> **WORK TO BE COMPLETED**:
Please tally the lines in the records below that contain the string "jacket", treating uppercase and lowercase as different, and give only the number.

[START ITEMS]

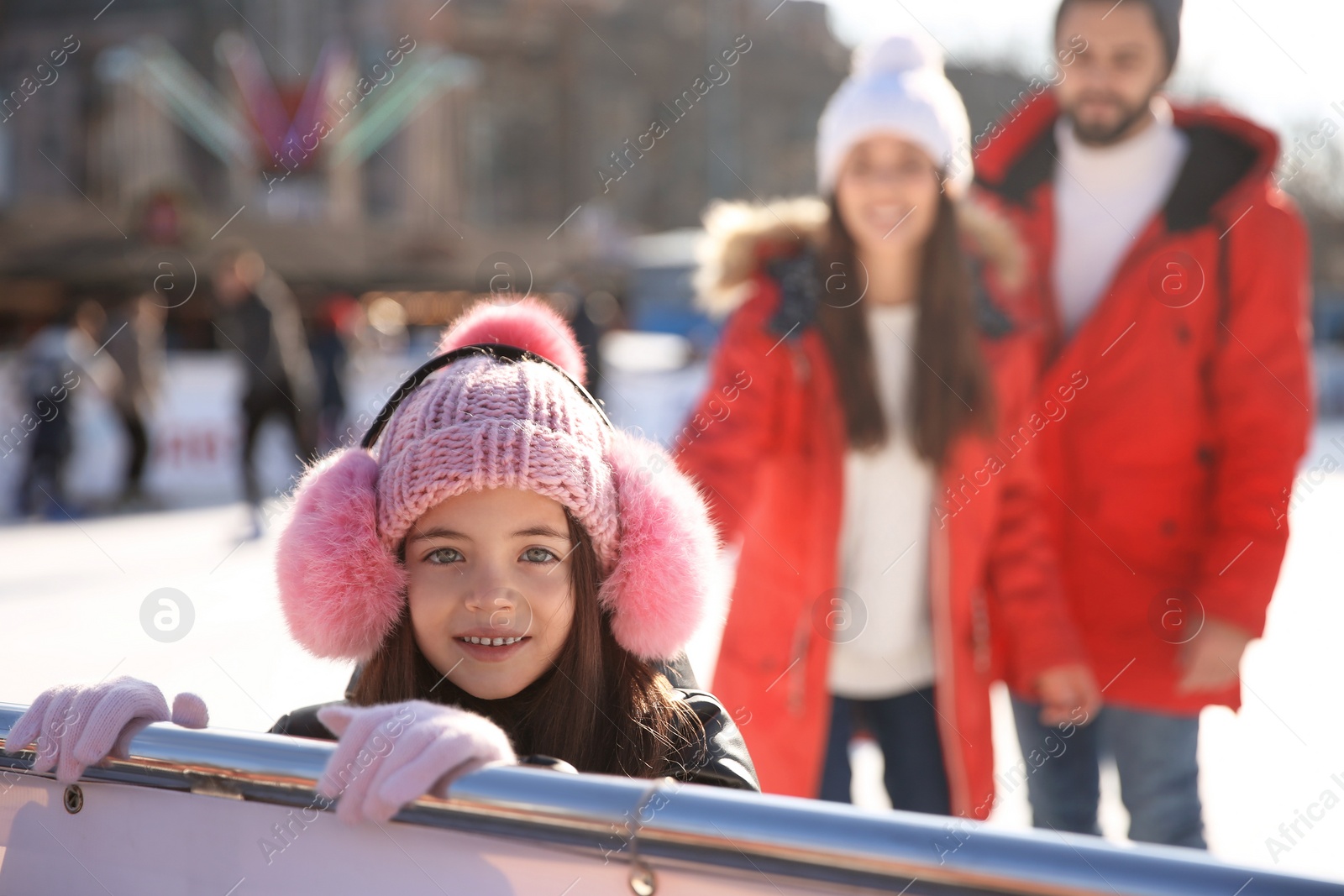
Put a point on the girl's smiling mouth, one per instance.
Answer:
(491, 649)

[END ITEMS]
[START ITEMS]

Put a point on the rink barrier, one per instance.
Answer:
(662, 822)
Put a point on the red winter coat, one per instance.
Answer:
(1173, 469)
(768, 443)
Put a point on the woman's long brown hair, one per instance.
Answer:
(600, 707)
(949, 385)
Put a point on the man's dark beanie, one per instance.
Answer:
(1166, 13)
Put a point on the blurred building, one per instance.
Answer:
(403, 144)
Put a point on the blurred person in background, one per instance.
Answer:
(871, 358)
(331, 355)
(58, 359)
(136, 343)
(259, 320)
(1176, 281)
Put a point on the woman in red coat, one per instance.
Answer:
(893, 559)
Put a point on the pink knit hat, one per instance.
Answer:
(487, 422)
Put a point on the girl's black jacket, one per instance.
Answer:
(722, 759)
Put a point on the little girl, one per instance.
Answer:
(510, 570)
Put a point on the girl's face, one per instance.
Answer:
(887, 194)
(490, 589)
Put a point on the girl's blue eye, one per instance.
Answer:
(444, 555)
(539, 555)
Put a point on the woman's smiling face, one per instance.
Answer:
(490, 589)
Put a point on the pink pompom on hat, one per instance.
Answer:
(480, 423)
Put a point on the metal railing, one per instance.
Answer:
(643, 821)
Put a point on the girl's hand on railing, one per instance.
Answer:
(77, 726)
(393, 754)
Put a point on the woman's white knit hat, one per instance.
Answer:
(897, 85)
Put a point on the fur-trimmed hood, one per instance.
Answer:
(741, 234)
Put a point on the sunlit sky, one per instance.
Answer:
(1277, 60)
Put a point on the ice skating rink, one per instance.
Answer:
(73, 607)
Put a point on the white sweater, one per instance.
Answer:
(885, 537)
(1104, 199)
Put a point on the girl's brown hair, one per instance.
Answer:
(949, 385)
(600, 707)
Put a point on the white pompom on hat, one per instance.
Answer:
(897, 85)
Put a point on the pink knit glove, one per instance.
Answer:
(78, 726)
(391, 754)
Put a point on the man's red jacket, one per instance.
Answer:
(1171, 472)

[END ITEMS]

> **EXPECTED ANSWER**:
2